╭──

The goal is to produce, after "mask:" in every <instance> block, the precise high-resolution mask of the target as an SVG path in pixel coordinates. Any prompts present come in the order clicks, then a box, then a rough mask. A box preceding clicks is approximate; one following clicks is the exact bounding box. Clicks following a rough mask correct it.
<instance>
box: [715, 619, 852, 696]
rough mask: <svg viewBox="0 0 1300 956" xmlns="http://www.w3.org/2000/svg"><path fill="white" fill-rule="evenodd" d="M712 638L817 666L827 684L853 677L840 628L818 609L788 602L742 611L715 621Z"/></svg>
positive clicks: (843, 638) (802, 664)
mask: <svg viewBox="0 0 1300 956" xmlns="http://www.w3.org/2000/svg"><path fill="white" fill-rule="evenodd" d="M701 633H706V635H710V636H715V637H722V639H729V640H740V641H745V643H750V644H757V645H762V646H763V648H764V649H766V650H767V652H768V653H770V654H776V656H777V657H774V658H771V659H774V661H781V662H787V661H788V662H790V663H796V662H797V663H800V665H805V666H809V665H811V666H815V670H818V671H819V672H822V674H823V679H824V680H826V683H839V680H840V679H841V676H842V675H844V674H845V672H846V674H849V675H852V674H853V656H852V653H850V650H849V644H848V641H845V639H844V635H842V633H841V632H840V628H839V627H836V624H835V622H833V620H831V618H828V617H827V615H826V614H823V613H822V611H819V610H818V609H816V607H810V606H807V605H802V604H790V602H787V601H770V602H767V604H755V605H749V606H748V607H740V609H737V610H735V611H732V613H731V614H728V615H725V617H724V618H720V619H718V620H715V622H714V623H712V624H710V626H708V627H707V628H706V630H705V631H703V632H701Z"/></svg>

╰──

▸ **WORK INSTRUCTIONS**:
Give back the data above, repeating every record exactly.

▸ **TASK RESPONSE**:
The goal is to produce, after "mask:" in every <instance> block, the precise high-resolution mask of the target as an SVG path in pixel coordinates. Any prompts present come in the order clicks, then a box, then a rough mask. A box preceding clicks is approximate; one following clicks is the exact bounding box. Clicks following a rough mask correct it.
<instance>
box: [715, 619, 852, 696]
rough mask: <svg viewBox="0 0 1300 956" xmlns="http://www.w3.org/2000/svg"><path fill="white" fill-rule="evenodd" d="M712 638L817 666L827 684L853 677L840 628L818 609L788 602L742 611L715 621Z"/></svg>
positive clicks: (843, 638) (802, 664)
mask: <svg viewBox="0 0 1300 956" xmlns="http://www.w3.org/2000/svg"><path fill="white" fill-rule="evenodd" d="M701 633H706V635H710V636H715V637H722V639H729V640H740V641H745V643H750V644H757V645H762V646H763V648H764V649H766V650H767V652H768V653H770V654H776V656H777V657H774V658H771V659H774V661H781V662H787V661H788V662H790V663H796V662H797V663H800V665H805V666H809V665H811V666H815V670H818V671H819V672H822V674H823V679H824V680H826V683H839V680H840V679H841V676H842V675H844V674H845V672H846V674H849V675H852V674H853V656H852V653H850V650H849V644H848V641H845V639H844V635H842V633H841V632H840V628H839V627H836V624H835V622H833V620H831V618H828V617H827V615H826V614H823V613H822V611H819V610H818V609H816V607H810V606H807V605H802V604H790V602H787V601H770V602H767V604H755V605H749V606H748V607H740V609H737V610H735V611H732V613H731V614H728V615H725V617H724V618H720V619H718V620H715V622H714V623H712V624H710V626H708V627H707V628H706V630H705V631H703V632H701Z"/></svg>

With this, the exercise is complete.